[PROBLEM]: Only the lines from the one containing "of the sandy" to the end of the records belong in the output; print them exactly.

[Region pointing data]
--*--

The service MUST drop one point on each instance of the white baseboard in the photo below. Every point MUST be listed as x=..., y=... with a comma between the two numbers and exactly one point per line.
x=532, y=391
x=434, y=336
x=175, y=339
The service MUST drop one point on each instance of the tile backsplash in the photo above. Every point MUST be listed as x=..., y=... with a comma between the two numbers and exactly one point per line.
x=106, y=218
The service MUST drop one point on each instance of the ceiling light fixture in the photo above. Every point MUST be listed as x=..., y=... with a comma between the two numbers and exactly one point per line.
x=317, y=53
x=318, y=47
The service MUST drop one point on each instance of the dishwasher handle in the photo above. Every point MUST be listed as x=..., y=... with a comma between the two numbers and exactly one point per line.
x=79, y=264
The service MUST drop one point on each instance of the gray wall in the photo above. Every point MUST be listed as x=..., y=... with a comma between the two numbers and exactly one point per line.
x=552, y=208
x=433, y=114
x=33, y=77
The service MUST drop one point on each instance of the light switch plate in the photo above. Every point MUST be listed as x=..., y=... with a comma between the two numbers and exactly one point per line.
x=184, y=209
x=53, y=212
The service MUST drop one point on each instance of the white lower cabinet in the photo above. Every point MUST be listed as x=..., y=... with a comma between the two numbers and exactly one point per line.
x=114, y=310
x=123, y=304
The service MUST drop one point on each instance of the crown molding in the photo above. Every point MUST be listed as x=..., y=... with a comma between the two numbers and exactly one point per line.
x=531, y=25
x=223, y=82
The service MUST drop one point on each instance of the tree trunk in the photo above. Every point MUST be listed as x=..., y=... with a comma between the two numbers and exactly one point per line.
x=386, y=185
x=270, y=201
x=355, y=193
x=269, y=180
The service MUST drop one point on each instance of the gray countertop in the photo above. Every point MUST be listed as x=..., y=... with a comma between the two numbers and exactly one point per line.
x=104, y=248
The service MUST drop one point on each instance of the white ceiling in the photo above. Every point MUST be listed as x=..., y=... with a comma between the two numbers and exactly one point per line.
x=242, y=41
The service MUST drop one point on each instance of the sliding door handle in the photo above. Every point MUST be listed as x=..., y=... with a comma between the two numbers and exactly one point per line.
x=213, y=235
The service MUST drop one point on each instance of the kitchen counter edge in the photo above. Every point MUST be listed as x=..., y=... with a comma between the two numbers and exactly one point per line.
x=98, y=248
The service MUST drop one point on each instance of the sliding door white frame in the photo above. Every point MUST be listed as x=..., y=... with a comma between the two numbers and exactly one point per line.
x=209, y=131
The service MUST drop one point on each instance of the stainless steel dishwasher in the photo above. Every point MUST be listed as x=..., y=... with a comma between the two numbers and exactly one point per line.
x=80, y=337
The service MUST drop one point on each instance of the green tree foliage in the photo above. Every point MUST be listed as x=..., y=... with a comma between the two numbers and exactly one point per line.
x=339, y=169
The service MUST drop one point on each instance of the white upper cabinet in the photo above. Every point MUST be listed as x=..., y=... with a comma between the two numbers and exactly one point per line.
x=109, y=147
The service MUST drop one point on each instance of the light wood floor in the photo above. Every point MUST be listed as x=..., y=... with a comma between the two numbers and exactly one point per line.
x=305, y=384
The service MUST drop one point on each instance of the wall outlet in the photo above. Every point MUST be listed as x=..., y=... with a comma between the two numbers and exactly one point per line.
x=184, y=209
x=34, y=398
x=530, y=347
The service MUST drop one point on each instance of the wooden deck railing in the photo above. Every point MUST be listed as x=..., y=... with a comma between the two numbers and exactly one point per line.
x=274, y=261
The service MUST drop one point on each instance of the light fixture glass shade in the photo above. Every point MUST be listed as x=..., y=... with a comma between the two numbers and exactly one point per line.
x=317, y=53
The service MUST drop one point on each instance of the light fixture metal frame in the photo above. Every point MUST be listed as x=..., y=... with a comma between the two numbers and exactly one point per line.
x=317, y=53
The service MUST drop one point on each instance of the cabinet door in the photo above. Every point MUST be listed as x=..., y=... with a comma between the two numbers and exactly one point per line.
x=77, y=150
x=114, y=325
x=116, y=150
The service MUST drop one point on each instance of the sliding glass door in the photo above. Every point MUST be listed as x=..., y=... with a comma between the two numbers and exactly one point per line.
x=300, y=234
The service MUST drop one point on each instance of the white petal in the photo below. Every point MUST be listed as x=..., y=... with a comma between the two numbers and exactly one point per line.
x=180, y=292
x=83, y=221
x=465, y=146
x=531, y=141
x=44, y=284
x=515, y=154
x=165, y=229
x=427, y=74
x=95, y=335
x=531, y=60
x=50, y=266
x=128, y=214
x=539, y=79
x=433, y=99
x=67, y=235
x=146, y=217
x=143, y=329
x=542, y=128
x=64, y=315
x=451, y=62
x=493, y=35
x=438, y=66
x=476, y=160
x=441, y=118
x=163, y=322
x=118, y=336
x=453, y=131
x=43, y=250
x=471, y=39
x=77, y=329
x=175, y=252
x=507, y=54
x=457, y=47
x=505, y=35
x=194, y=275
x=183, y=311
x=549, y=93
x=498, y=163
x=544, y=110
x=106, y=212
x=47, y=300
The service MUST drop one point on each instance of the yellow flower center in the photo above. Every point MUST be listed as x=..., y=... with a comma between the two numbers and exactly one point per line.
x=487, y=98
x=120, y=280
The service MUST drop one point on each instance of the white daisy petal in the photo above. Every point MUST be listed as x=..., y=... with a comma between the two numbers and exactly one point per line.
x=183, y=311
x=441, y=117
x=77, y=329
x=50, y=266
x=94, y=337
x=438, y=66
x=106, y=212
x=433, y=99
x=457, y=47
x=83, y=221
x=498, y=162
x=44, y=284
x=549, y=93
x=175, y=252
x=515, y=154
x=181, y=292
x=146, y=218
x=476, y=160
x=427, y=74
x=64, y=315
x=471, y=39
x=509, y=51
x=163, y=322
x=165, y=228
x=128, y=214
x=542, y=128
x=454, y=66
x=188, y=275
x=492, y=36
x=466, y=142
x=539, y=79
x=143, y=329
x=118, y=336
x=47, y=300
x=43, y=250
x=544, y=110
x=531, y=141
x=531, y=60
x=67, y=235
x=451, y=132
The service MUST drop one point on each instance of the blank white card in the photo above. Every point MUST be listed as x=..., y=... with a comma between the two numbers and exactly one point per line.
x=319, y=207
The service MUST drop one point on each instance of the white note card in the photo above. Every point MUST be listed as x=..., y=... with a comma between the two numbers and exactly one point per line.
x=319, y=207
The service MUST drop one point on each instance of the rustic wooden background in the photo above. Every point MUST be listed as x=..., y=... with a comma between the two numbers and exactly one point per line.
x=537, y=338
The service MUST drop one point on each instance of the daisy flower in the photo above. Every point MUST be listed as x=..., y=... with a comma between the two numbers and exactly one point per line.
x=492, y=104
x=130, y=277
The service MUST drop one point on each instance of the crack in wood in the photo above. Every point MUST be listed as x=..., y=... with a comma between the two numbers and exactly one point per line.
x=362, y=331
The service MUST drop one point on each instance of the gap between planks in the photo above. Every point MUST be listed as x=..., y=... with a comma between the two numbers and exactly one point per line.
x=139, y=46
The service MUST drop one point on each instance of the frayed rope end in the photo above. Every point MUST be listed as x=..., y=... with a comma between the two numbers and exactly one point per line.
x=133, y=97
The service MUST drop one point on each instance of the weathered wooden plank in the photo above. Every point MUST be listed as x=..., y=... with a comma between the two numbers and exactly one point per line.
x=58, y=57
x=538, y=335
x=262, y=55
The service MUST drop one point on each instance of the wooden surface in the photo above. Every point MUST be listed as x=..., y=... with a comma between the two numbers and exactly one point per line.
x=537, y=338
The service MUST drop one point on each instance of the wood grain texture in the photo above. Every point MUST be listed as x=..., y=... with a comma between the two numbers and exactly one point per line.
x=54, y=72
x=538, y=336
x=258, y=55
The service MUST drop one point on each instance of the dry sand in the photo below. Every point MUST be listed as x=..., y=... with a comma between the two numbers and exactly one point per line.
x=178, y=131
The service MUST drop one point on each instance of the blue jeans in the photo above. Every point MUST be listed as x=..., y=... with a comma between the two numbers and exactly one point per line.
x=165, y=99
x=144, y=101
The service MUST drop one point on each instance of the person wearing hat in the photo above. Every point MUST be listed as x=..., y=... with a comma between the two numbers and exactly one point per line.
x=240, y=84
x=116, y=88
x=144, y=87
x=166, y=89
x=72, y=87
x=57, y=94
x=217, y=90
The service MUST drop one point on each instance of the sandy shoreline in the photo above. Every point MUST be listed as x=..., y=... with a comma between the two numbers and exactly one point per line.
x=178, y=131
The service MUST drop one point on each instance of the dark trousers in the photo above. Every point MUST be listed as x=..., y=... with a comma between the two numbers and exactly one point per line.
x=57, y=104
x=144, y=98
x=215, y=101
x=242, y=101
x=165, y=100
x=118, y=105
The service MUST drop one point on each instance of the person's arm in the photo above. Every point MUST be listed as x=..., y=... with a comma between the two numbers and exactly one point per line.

--*--

[TASK RESULT]:
The service MUST drop one point on each instance of the sandy shoreline in the photo above. Every point MUST be listed as x=..., y=... with a comma between the two numbers and exactly one point per line.
x=178, y=131
The service MUST drop one point on each instance of the dark trousers in the photo above. Every point MUST be listed as x=..., y=... with a comma between the two numbers and exactly one point per line.
x=57, y=104
x=144, y=98
x=215, y=101
x=242, y=101
x=165, y=100
x=118, y=105
The service MUST drop one point on each instance of the person's arm in the photo above. Every point MUST be listed as x=..., y=... with a comma between the two numbers and exactly one point per line.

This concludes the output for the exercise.